Items from a dataset
·····

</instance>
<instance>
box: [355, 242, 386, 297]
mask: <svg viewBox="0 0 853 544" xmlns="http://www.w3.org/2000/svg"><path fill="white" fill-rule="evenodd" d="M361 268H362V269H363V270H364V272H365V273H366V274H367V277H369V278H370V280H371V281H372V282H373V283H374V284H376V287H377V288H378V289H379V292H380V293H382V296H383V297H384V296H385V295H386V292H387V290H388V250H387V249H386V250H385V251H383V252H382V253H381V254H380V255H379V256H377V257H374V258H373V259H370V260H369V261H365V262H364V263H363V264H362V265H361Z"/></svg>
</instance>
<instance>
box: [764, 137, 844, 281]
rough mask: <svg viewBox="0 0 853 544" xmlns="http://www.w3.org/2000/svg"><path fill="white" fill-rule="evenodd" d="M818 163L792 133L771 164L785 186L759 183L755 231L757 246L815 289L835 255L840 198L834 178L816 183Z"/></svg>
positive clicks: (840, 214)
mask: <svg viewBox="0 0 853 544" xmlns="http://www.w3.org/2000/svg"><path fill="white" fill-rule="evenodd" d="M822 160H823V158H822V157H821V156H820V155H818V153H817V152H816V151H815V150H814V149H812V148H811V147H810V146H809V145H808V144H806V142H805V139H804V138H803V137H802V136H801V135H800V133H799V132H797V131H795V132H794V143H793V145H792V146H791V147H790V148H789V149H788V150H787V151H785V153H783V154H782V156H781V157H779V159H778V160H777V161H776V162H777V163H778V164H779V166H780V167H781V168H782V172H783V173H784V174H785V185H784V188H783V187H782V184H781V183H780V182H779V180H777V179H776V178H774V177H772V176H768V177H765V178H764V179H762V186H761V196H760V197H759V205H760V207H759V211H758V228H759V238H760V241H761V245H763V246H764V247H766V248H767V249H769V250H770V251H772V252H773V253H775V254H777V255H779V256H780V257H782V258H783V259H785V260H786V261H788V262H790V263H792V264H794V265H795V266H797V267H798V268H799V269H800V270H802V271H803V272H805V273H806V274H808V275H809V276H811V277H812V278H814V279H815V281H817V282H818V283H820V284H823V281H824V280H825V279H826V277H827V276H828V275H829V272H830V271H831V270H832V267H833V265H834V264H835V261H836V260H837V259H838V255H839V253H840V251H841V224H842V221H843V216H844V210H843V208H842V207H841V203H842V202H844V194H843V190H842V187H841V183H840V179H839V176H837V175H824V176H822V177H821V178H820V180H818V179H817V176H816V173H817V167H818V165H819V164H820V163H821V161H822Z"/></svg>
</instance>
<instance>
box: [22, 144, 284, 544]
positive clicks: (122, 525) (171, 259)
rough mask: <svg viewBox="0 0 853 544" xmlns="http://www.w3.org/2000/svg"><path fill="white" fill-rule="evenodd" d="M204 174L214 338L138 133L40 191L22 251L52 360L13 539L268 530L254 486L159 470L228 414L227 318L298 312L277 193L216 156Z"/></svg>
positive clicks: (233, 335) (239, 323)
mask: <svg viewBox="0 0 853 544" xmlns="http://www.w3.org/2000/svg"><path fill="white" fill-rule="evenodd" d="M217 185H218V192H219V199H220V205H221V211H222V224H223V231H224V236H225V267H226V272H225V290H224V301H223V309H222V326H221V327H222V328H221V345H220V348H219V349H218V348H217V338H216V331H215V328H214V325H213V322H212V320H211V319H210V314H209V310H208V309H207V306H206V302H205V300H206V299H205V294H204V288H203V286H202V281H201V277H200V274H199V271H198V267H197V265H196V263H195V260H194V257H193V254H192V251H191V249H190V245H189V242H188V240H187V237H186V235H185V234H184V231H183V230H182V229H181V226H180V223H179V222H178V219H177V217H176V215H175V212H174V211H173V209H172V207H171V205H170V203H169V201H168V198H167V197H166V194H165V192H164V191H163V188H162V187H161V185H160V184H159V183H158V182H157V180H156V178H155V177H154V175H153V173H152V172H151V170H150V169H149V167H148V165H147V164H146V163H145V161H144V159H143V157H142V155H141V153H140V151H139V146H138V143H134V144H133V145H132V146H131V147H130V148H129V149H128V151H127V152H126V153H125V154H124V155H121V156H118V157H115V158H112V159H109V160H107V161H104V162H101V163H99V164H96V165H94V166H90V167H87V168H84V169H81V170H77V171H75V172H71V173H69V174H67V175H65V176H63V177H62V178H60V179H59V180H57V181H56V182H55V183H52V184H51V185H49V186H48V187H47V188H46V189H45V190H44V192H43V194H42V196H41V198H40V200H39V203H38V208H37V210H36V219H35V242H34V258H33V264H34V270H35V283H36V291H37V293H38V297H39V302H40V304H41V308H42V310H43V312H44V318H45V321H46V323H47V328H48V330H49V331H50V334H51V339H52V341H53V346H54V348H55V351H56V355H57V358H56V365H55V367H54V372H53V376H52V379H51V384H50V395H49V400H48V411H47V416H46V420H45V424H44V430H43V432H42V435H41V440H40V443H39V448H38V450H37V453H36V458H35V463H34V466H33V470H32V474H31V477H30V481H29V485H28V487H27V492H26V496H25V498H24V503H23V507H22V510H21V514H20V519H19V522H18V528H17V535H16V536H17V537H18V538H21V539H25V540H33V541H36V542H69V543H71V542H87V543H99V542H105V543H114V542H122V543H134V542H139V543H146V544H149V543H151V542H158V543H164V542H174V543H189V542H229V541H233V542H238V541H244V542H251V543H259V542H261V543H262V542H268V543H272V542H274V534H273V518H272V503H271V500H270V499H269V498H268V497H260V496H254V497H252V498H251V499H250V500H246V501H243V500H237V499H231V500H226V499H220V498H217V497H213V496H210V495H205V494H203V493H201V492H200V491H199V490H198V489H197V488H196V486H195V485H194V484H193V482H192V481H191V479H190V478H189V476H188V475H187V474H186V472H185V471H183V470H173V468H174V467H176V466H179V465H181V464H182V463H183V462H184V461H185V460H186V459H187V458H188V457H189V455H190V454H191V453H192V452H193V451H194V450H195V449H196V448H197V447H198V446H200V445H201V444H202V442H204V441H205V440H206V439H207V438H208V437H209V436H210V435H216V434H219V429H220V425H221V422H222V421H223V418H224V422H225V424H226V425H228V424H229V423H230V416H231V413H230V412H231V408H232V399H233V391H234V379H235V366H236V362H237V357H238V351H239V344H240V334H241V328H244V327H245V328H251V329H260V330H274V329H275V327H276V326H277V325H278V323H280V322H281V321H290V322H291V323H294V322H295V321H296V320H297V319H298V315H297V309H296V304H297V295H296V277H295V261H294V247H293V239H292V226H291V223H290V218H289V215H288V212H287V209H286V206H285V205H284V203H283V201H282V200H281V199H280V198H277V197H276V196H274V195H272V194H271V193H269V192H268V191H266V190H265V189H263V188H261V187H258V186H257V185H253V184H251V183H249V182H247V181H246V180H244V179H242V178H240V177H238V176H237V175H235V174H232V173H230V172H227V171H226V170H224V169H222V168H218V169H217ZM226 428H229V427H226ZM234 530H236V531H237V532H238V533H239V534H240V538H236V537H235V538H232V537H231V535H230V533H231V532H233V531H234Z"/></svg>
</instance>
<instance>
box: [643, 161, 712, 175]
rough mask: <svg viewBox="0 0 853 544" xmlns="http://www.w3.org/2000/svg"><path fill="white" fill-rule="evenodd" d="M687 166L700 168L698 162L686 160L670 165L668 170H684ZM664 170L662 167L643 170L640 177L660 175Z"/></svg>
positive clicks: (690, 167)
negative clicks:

·····

## REQUIRED WORK
Go through the records above and copy each one exactly.

## ANSWER SPACE
</instance>
<instance>
box: [355, 242, 386, 297]
mask: <svg viewBox="0 0 853 544" xmlns="http://www.w3.org/2000/svg"><path fill="white" fill-rule="evenodd" d="M361 268H362V269H363V270H364V272H365V273H366V274H367V277H369V278H370V280H371V281H372V282H373V283H374V284H376V287H377V288H378V289H379V292H380V293H382V296H383V297H384V296H385V295H386V292H387V290H388V250H387V249H386V250H385V251H383V252H382V253H381V254H380V255H379V256H377V257H374V258H373V259H370V260H369V261H365V262H364V263H363V264H362V265H361Z"/></svg>
</instance>
<instance>
box: [764, 137, 844, 281]
rough mask: <svg viewBox="0 0 853 544" xmlns="http://www.w3.org/2000/svg"><path fill="white" fill-rule="evenodd" d="M818 163L792 133L771 164L785 186L759 183L755 231L757 246L815 289L835 255L840 198L834 178L816 183Z"/></svg>
positive clicks: (840, 214)
mask: <svg viewBox="0 0 853 544" xmlns="http://www.w3.org/2000/svg"><path fill="white" fill-rule="evenodd" d="M822 160H823V158H822V157H821V156H820V155H818V153H817V152H816V151H815V150H814V149H812V148H811V147H810V146H809V145H808V144H806V142H805V139H804V138H803V137H802V136H801V135H800V133H799V132H797V131H795V132H794V143H793V145H792V146H791V147H790V148H789V149H788V150H787V151H785V153H783V154H782V156H781V157H779V159H778V160H777V161H776V162H777V163H778V164H779V166H780V167H781V168H782V172H783V173H784V174H785V185H784V188H783V187H782V184H781V183H780V182H779V180H777V179H776V178H774V177H772V176H768V177H765V178H764V179H762V186H761V196H760V197H759V205H760V207H759V211H758V228H759V238H760V241H761V245H763V246H764V247H766V248H767V249H769V250H770V251H772V252H773V253H775V254H777V255H779V256H780V257H782V258H783V259H785V260H786V261H788V262H790V263H792V264H794V265H795V266H797V267H798V268H799V269H800V270H802V271H803V272H805V273H806V274H808V275H809V276H811V277H812V278H814V279H815V281H817V282H818V283H820V284H823V281H824V280H825V279H826V277H827V276H828V275H829V272H830V271H831V270H832V267H833V265H834V264H835V261H836V260H837V259H838V255H839V253H840V251H841V224H842V221H843V216H844V210H843V208H842V207H841V203H842V202H844V194H843V190H842V187H841V183H840V179H839V176H837V175H824V176H822V177H821V178H820V180H818V179H817V176H816V173H817V167H818V165H819V164H820V163H821V161H822Z"/></svg>
</instance>
<instance>
box: [22, 144, 284, 544]
positive clicks: (122, 525) (171, 259)
rough mask: <svg viewBox="0 0 853 544" xmlns="http://www.w3.org/2000/svg"><path fill="white" fill-rule="evenodd" d="M204 174L214 338L138 133L40 191L22 251L52 360L13 539L268 530L254 486L159 470L228 414L227 318L298 312L277 193L216 156Z"/></svg>
positive clicks: (233, 335) (239, 323)
mask: <svg viewBox="0 0 853 544" xmlns="http://www.w3.org/2000/svg"><path fill="white" fill-rule="evenodd" d="M217 185H218V192H219V199H220V205H221V211H222V224H223V231H224V236H225V267H226V272H225V290H224V301H223V309H222V326H221V327H222V328H221V345H220V348H219V349H218V348H217V338H216V331H215V328H214V325H213V322H212V320H211V319H210V314H209V310H208V309H207V306H206V302H205V300H206V299H205V294H204V288H203V286H202V281H201V277H200V274H199V271H198V267H197V265H196V263H195V260H194V257H193V254H192V251H191V249H190V245H189V242H188V240H187V237H186V235H185V234H184V231H183V230H182V229H181V226H180V223H179V222H178V219H177V217H176V215H175V212H174V211H173V209H172V207H171V205H170V203H169V201H168V198H167V197H166V194H165V192H164V191H163V188H162V187H161V185H160V184H159V183H158V182H157V180H156V178H155V177H154V175H153V173H152V172H151V170H150V169H149V167H148V165H147V164H146V163H145V161H144V159H143V157H142V155H141V153H140V151H139V146H138V143H134V144H133V145H132V146H131V147H130V148H129V149H128V151H127V152H126V153H125V154H124V155H121V156H118V157H115V158H112V159H109V160H107V161H104V162H101V163H99V164H96V165H94V166H90V167H87V168H84V169H81V170H77V171H75V172H71V173H69V174H67V175H65V176H63V177H62V178H60V179H59V180H57V181H56V182H55V183H52V184H51V185H49V186H48V187H47V188H46V189H45V190H44V192H43V194H42V196H41V198H40V200H39V203H38V208H37V210H36V219H35V242H34V258H33V264H34V270H35V283H36V291H37V293H38V297H39V302H40V304H41V308H42V310H43V312H44V318H45V321H46V323H47V328H48V330H49V331H50V334H51V339H52V341H53V346H54V348H55V351H56V355H57V358H56V365H55V367H54V372H53V376H52V379H51V384H50V395H49V400H48V411H47V416H46V420H45V424H44V430H43V432H42V435H41V440H40V443H39V448H38V450H37V453H36V458H35V463H34V466H33V470H32V474H31V477H30V481H29V485H28V487H27V492H26V496H25V498H24V503H23V507H22V510H21V514H20V519H19V522H18V528H17V535H16V536H17V537H18V538H21V539H25V540H33V541H36V542H69V543H71V542H87V543H99V542H105V543H114V542H122V543H134V542H139V543H146V544H149V543H151V542H158V543H164V542H174V543H189V542H229V541H233V542H238V541H244V542H251V543H259V542H261V543H262V542H268V543H272V542H274V534H273V518H272V503H271V500H270V499H269V498H268V497H260V496H254V497H252V498H251V499H250V500H246V501H243V500H237V499H231V500H226V499H220V498H217V497H213V496H210V495H205V494H203V493H201V492H200V491H199V490H198V489H197V488H196V486H195V485H194V484H193V482H192V481H191V479H190V478H189V476H188V475H187V474H186V472H185V471H183V470H173V468H174V467H176V466H179V465H181V464H182V463H183V462H184V461H185V460H186V459H187V458H188V457H189V455H190V454H191V453H192V452H193V451H194V450H195V449H196V448H197V447H198V446H200V445H201V444H202V442H204V441H205V440H206V439H207V438H208V437H209V436H210V435H216V434H219V429H220V425H221V422H222V421H223V418H224V422H225V424H226V425H228V424H229V423H230V416H231V413H230V412H231V408H232V399H233V391H234V379H235V366H236V362H237V357H238V351H239V344H240V334H241V328H244V327H245V328H251V329H260V330H274V329H275V327H276V326H277V325H278V323H280V322H281V321H290V322H291V323H294V322H295V321H296V320H297V319H298V315H297V309H296V304H297V295H296V277H295V261H294V247H293V239H292V226H291V223H290V218H289V215H288V212H287V209H286V206H285V205H284V203H283V201H282V200H281V199H280V198H277V197H276V196H274V195H272V194H271V193H269V192H268V191H266V190H265V189H263V188H261V187H258V186H257V185H253V184H251V183H249V182H247V181H246V180H244V179H242V178H240V177H238V176H237V175H235V174H232V173H230V172H227V171H226V170H224V169H222V168H218V169H217ZM226 428H229V427H226ZM234 530H236V531H237V532H238V533H239V534H240V538H236V537H235V538H232V537H231V535H230V533H231V532H233V531H234Z"/></svg>
</instance>
<instance>
box: [643, 161, 712, 175]
rough mask: <svg viewBox="0 0 853 544" xmlns="http://www.w3.org/2000/svg"><path fill="white" fill-rule="evenodd" d="M687 166L700 168L698 162L686 160L670 165L668 170H684ZM664 170L662 167L643 170L640 177L660 175Z"/></svg>
positive clicks: (690, 167)
negative clicks:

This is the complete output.